[Entries on locating named objects]

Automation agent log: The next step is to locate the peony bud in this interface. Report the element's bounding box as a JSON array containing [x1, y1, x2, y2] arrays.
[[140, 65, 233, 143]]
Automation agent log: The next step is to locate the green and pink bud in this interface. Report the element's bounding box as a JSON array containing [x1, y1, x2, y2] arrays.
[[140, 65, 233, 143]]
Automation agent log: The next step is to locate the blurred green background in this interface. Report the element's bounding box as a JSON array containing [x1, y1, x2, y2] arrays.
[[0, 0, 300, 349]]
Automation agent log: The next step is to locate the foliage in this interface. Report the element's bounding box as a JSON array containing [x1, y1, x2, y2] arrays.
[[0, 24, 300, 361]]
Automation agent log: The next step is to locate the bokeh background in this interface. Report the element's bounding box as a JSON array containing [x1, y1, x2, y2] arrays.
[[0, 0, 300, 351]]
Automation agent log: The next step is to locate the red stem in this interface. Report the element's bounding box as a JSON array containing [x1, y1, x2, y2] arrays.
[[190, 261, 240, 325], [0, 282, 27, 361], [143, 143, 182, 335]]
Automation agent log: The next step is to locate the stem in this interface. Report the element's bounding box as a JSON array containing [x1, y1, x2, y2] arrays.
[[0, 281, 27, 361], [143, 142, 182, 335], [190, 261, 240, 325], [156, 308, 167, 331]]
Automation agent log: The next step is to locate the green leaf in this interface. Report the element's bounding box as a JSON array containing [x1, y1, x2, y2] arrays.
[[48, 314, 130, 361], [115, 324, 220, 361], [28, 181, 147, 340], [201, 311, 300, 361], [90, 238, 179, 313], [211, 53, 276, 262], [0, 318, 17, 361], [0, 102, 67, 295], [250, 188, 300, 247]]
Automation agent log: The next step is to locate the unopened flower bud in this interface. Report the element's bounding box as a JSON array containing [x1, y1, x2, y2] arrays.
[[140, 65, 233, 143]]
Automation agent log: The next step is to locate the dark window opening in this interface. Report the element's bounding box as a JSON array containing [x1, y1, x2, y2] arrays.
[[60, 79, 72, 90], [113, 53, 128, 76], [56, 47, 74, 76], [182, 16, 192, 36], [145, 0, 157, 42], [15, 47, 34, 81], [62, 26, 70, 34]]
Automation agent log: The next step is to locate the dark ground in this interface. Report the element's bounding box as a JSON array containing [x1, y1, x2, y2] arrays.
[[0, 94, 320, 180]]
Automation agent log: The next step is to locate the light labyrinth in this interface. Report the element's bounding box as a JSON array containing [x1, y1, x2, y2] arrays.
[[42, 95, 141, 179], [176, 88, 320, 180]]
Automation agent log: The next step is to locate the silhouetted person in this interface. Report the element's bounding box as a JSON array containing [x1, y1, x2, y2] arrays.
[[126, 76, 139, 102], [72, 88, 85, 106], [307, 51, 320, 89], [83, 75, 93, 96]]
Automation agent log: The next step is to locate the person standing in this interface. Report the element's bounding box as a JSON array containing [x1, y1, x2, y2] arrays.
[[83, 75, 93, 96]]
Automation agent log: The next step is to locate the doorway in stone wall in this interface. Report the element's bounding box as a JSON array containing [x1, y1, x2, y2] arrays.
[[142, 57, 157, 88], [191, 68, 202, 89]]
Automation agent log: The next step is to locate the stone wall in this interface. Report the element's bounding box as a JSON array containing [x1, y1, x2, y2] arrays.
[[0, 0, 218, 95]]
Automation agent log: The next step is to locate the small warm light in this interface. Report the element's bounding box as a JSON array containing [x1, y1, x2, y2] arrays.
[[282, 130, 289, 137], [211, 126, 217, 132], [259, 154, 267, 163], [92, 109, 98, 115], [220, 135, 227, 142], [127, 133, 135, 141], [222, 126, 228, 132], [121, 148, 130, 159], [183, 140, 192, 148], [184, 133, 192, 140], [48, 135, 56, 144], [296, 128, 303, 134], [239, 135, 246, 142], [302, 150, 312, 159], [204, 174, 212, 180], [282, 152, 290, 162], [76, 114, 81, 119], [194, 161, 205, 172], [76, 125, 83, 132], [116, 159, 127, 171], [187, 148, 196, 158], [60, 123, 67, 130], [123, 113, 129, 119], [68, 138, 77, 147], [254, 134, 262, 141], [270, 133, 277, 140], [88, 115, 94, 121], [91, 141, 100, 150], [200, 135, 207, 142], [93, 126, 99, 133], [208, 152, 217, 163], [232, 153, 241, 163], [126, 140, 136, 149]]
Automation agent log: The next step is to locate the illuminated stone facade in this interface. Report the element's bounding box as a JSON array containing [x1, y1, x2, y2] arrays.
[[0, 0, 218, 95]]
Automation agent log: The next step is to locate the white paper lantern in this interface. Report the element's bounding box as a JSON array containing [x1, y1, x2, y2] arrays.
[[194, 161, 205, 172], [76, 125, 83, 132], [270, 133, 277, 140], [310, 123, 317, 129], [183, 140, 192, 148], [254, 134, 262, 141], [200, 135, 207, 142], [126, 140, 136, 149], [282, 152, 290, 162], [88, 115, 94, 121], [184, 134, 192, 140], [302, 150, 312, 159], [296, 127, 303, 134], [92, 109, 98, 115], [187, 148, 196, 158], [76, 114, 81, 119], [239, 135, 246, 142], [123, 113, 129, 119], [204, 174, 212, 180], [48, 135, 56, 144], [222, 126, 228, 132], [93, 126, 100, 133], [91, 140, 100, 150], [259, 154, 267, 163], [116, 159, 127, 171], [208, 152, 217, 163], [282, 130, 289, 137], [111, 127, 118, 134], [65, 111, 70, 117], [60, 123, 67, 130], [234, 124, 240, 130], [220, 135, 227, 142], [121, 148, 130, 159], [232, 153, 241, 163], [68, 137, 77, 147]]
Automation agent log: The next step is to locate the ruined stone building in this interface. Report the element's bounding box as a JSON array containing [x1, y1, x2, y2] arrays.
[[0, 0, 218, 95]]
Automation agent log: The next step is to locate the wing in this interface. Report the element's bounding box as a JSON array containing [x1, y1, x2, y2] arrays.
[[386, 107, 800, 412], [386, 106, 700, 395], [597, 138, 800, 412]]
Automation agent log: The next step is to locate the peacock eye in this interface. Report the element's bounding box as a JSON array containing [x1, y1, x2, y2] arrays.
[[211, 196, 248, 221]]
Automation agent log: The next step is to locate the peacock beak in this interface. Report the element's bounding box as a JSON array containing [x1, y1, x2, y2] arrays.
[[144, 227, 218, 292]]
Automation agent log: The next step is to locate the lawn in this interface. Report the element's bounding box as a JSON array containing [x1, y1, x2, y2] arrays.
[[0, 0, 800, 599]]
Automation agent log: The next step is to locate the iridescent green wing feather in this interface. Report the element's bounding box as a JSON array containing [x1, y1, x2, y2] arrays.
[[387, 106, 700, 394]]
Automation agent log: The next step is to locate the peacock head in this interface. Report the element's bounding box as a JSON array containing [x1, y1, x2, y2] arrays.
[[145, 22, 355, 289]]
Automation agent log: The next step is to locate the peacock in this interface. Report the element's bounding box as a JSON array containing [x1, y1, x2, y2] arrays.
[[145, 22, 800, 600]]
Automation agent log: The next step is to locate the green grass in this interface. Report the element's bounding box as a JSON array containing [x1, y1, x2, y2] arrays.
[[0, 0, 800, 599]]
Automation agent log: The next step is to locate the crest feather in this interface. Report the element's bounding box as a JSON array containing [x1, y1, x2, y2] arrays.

- Short task
Can you edit every one of the records above so that "Automation agent log" becomes "Automation agent note", with everything else left unchanged?

- Answer to the problem
Automation agent note: The next step is to locate the peony bud in this interface. Report the element's bounding box as a JSON array containing [x1, y1, x2, y2] arrays.
[[140, 65, 233, 143]]
Automation agent note: The next step is to locate the green and pink bud in this interface. Report the element's bounding box as a JSON array containing [x1, y1, x2, y2] arrays.
[[140, 65, 233, 143]]
Automation agent note: The next step is to locate the blurred green background in this interface. Report the element's bounding box as a JSON array containing [x1, y1, x2, y2] arrays.
[[0, 0, 300, 349]]
Automation agent note: The next step is to locate the foliage in this interface. Report the element's bounding box as a JSON array containing [x1, y1, x2, y2] arrays.
[[0, 24, 300, 361]]
Automation agent note: The next step is to locate the bokeh background in this interface. Report the element's bounding box as a JSON array containing [x1, y1, x2, y2] arrays.
[[0, 0, 300, 351]]
Automation agent note: The next step is to locate the red stem in this interface. Report the element's bounding box as a JSON array containing [x1, y1, x2, y2] arrays.
[[190, 261, 240, 325], [0, 282, 27, 361], [143, 143, 182, 335]]
Automation agent note: The next step is to locate the stem in this interface. Report the element's bounding box as a JSON array containing [x1, y1, x2, y2] arrays.
[[0, 281, 27, 361], [143, 142, 182, 335], [190, 261, 240, 325], [156, 308, 167, 331]]
Automation agent note: The next step is to locate the green leaf in this interface. Report the element's bounding box as a JSON array containing [x1, y1, x2, y2] arrays.
[[48, 314, 130, 361], [115, 324, 220, 361], [28, 181, 147, 340], [201, 311, 300, 361], [90, 238, 179, 313], [211, 53, 276, 262], [0, 318, 17, 361], [0, 102, 67, 295], [250, 188, 300, 247]]
Automation agent note: The next step is to locate the unopened flower bud in this interface. Report the element's bounding box as a JSON array containing [x1, y1, x2, y2] arrays.
[[140, 65, 233, 143]]
Automation agent note: The next step is to locate the dark window opening in this interface. Report the element's bounding box as a JSON array containing [x1, y1, x2, y2] arrays.
[[60, 79, 72, 90], [113, 53, 128, 76], [56, 47, 74, 76], [182, 16, 192, 36], [145, 0, 157, 42], [15, 47, 34, 81], [62, 26, 70, 34]]
Automation agent note: The next step is to locate the dark ground in this interface. Report the element's bounding box as a JSON array containing [x1, y1, x2, y2] arrays.
[[0, 94, 320, 180]]
Automation agent note: The next step is to locate the light labyrinth in this interface. Report the element's bounding box as a JSON array containing [x1, y1, x2, y2] arrays.
[[42, 95, 141, 179], [176, 88, 320, 180]]
Automation agent note: The next step is to locate the silhouetted person in this interface. Report the element's bounding box as a JSON array containing [x1, y1, x2, y2] arrays.
[[126, 76, 139, 102], [72, 88, 85, 106], [307, 51, 320, 89], [83, 75, 93, 96]]
Automation agent note: The next step is to locate the person standing in this interface. Report the element's bounding box as a JSON array containing [x1, y1, x2, y2] arrays.
[[83, 75, 93, 96]]
Automation agent note: The next step is to locate the doorway in stone wall in this interface. Report the element's bounding box as a JSON array containing [x1, y1, x2, y2] arrays.
[[142, 57, 157, 88], [191, 68, 202, 89]]
Automation agent note: The next step is to locate the stone wall in this interface. Report the element's bounding box as a JSON array containing [x1, y1, x2, y2] arrays.
[[0, 0, 218, 95]]
Automation agent note: The next step is to locate the small warm light in this interface. Report the element's bounding box as a JSON array containing [x1, y1, x2, y2] arrays.
[[282, 130, 289, 137], [211, 126, 217, 132], [259, 154, 267, 163], [92, 109, 98, 115], [220, 135, 227, 142], [127, 133, 135, 141], [222, 126, 228, 132], [121, 148, 130, 159], [183, 140, 192, 148], [184, 133, 192, 140], [48, 135, 56, 144], [296, 128, 303, 134], [239, 135, 246, 142], [302, 150, 312, 159], [204, 174, 212, 180], [282, 152, 290, 162], [76, 114, 81, 119], [194, 161, 205, 172], [76, 125, 83, 132], [116, 159, 127, 171], [187, 148, 196, 158], [60, 123, 67, 130], [123, 113, 129, 119], [68, 138, 77, 147], [254, 134, 262, 141], [270, 133, 277, 140], [88, 115, 94, 121], [91, 141, 100, 150], [200, 135, 207, 142], [93, 126, 99, 133], [208, 152, 217, 163], [232, 153, 241, 163], [126, 140, 136, 149]]
Automation agent note: The next step is to locate the illuminated stone facade in this interface. Report the element's bounding box as a JSON array containing [x1, y1, x2, y2] arrays.
[[0, 0, 218, 95]]
Automation agent note: The next step is to locate the white paper lantern in this interface. Report the element's bounding box as a JSON array containing [x1, y1, x2, y2] arrays.
[[194, 161, 205, 172], [76, 125, 83, 132], [270, 133, 277, 140], [310, 123, 317, 129], [183, 140, 192, 148], [254, 134, 262, 141], [200, 135, 207, 142], [126, 140, 136, 149], [282, 152, 290, 162], [88, 115, 94, 121], [184, 134, 192, 140], [302, 150, 312, 159], [296, 127, 303, 134], [92, 109, 98, 115], [187, 148, 196, 158], [76, 114, 81, 119], [239, 135, 246, 142], [123, 113, 129, 119], [204, 174, 212, 180], [48, 135, 56, 144], [222, 126, 228, 132], [93, 126, 100, 133], [91, 140, 100, 150], [259, 154, 267, 163], [116, 159, 127, 171], [208, 152, 217, 163], [282, 130, 289, 137], [111, 127, 118, 134], [65, 111, 70, 117], [60, 123, 67, 130], [234, 124, 240, 130], [220, 135, 227, 142], [121, 148, 130, 159], [232, 153, 241, 163], [68, 137, 77, 147]]
Automation agent note: The next step is to locate the ruined stone building in this interface. Report the element's bounding box as a JSON array containing [x1, y1, x2, y2] arrays.
[[0, 0, 218, 95]]
Automation agent note: The next step is to locate the wing in this interface. Report the element's bounding box as a JSON array containing [x1, y1, x2, y2] arrays.
[[386, 107, 800, 412], [386, 106, 700, 395], [597, 138, 800, 412]]
Automation agent note: The next step is to locate the peacock eye in this interface. Report the element's bounding box as a JSON array containing [x1, y1, x2, y2] arrays.
[[211, 196, 248, 221]]
Automation agent note: The next step is to locate the peacock beak in this interface. Report the element's bounding box as a JSON array containing [x1, y1, x2, y2] arrays.
[[144, 227, 218, 292]]
Automation agent note: The next step is to locate the lawn in this interface. Report the element's bounding box as a JSON array containing [x1, y1, x2, y2] arrays.
[[0, 0, 800, 599]]
Automation agent note: The next step is to locate the iridescent green wing feather in this interface. Report the element's bounding box as a JSON array containing [x1, y1, x2, y2] arrays.
[[387, 106, 700, 394]]
Automation agent note: The next step is to locate the peacock head in this interface. Report the element's bounding box as a JSON array containing [x1, y1, x2, y2] arrays.
[[145, 22, 355, 289]]
Automation agent note: The next step is to locate the peacock in this interface. Report the element's bounding box as a JSON array containing [x1, y1, x2, y2] arrays.
[[145, 22, 800, 600]]
Automation agent note: The next step is to locate the green grass in this interface. Report the element's bounding box as a JSON array containing [x1, y1, x2, y2] arrays.
[[0, 0, 800, 599]]
Automation agent note: The next step is to locate the crest feather in this interface. Report the element's bounding box as a JSON array containing [x1, y1, x2, y2] arrays.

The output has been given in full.